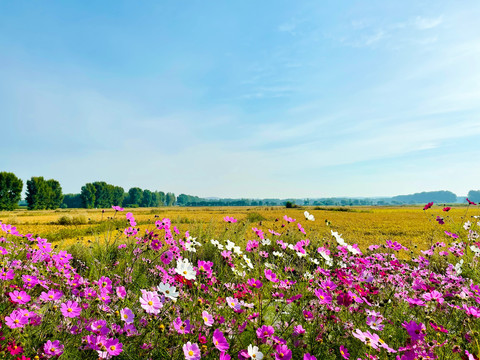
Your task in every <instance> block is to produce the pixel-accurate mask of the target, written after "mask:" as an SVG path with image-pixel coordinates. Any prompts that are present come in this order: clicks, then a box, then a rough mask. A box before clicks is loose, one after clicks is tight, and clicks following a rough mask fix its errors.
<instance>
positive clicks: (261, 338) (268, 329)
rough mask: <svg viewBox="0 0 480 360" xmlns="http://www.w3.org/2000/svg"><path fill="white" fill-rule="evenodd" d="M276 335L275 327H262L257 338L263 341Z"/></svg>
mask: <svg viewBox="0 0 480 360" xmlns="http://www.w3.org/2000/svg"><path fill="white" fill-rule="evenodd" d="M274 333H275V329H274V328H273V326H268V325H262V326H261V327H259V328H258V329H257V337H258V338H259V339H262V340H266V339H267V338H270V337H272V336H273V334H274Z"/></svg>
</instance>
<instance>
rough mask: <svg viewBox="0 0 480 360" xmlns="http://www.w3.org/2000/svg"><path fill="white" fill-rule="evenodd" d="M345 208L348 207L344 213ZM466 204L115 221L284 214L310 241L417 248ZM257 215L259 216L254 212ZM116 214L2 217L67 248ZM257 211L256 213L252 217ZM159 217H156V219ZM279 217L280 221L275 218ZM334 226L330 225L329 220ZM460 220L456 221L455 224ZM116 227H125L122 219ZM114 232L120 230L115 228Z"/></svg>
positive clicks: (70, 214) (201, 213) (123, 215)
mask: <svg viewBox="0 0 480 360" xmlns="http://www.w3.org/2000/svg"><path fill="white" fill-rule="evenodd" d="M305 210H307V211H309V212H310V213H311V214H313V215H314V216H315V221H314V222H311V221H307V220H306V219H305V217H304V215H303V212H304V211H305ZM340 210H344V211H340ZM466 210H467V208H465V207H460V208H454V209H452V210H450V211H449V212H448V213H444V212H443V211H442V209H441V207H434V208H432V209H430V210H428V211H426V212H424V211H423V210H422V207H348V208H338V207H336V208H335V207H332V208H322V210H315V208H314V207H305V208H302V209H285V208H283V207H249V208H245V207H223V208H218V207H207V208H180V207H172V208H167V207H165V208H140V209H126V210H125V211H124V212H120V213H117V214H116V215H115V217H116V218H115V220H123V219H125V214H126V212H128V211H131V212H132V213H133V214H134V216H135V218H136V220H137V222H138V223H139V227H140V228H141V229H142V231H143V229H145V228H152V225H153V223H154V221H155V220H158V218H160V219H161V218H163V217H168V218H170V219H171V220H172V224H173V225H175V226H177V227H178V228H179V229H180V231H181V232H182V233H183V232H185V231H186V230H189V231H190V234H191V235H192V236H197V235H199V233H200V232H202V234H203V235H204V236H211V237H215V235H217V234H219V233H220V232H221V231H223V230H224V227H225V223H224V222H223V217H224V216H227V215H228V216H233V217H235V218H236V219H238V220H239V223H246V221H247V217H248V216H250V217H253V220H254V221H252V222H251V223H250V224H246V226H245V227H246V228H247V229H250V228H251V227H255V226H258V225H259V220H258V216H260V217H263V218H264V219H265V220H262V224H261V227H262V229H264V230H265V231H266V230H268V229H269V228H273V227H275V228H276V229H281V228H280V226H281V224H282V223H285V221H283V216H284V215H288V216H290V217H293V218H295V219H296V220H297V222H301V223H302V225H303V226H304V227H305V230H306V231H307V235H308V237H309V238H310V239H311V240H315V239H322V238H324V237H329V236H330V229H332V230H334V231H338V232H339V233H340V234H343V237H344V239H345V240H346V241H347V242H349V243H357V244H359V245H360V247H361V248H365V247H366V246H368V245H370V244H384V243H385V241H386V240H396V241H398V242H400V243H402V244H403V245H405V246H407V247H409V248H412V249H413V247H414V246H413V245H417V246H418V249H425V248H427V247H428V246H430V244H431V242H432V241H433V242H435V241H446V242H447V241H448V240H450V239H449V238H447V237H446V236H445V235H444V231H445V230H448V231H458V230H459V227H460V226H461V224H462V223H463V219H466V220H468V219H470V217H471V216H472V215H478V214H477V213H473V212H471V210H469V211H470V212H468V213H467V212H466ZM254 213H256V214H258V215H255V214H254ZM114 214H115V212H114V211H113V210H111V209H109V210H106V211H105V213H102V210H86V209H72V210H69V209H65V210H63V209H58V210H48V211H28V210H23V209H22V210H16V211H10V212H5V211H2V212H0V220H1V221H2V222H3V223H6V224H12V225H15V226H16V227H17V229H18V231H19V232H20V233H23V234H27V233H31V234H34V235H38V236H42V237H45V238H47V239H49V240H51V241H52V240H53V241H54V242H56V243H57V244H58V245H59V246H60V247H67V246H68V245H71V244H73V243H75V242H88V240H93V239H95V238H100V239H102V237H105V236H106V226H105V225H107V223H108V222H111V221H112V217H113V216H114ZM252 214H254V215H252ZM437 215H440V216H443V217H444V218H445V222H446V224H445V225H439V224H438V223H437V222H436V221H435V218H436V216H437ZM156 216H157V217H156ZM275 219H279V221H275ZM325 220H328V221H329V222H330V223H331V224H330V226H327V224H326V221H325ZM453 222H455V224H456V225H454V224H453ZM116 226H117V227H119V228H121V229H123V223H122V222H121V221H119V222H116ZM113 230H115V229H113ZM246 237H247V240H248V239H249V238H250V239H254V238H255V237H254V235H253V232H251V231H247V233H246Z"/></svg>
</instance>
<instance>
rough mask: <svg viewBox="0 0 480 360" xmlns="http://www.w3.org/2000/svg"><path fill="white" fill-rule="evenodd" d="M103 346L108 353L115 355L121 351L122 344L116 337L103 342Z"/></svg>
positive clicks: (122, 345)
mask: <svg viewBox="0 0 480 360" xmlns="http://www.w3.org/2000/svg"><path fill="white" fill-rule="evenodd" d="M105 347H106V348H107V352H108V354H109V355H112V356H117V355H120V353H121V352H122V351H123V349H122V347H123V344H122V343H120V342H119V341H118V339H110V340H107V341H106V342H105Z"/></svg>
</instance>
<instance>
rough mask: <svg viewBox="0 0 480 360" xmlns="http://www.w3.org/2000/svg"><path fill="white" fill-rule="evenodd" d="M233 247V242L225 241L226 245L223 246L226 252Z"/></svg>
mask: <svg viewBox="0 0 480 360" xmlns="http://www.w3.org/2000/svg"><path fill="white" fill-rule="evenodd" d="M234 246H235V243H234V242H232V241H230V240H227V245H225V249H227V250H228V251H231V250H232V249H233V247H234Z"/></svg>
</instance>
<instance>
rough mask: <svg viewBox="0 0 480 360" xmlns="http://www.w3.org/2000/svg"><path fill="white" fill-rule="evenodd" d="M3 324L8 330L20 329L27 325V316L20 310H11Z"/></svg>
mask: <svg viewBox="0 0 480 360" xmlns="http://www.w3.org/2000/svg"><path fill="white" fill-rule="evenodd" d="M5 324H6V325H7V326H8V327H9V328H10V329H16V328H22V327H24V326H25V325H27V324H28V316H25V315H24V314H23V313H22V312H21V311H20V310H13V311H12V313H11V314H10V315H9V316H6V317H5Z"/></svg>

+-------+

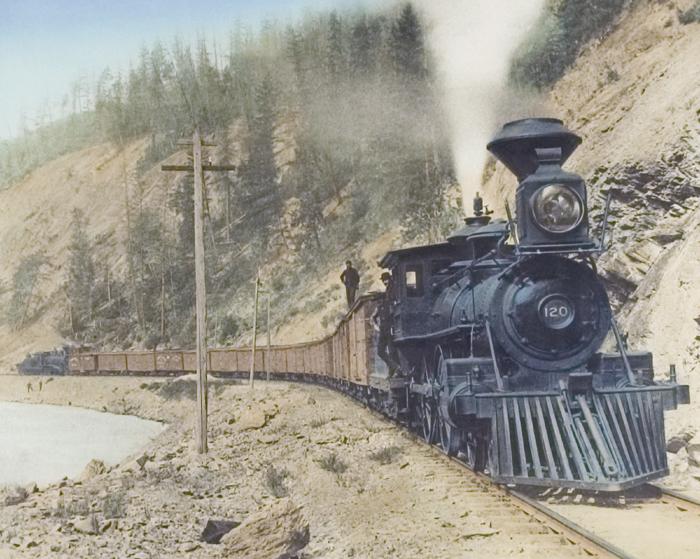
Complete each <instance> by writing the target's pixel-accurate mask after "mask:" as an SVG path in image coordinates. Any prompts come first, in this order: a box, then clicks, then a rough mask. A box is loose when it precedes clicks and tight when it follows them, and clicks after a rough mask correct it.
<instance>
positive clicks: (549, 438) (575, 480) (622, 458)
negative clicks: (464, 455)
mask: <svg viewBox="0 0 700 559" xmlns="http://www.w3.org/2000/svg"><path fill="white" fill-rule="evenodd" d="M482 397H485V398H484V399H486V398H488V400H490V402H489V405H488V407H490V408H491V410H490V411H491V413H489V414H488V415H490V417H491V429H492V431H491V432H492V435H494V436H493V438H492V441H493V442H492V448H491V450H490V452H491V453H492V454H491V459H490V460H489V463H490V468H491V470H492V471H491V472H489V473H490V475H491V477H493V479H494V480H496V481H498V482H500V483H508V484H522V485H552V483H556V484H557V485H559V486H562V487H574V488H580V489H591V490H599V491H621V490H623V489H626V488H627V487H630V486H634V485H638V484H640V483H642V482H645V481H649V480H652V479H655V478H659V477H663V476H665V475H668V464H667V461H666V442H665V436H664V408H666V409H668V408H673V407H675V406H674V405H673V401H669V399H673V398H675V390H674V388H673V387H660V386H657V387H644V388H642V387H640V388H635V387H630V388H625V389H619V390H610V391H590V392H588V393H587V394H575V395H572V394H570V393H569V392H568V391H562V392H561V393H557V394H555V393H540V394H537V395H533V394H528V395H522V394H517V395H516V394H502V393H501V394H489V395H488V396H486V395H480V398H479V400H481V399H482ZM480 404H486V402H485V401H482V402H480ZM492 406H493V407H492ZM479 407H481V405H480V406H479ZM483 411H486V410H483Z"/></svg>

+-------+

Required work
Look through the records for the string "come". Copy every line that has it.

Output
Your task in every <instance> block is to produce the pixel-accurate mask of the target, written after "mask:" as an SVG path with image-pixel coordinates. Any prompts that are present come in this order: clicks, then a box, then a rough mask. A box before clicks is loose, one after clicks is tight, and clicks following a rough mask fix its errors.
Complete each <instance> by writing the target's pixel-accurate mask after "mask:" as an SVG path in image coordinates. Any prompts come first, in this order: a box, then clicks, then a rough mask. A box is loose when it precedes clicks and tight when it follows them, and clicks after a rough mask correct it.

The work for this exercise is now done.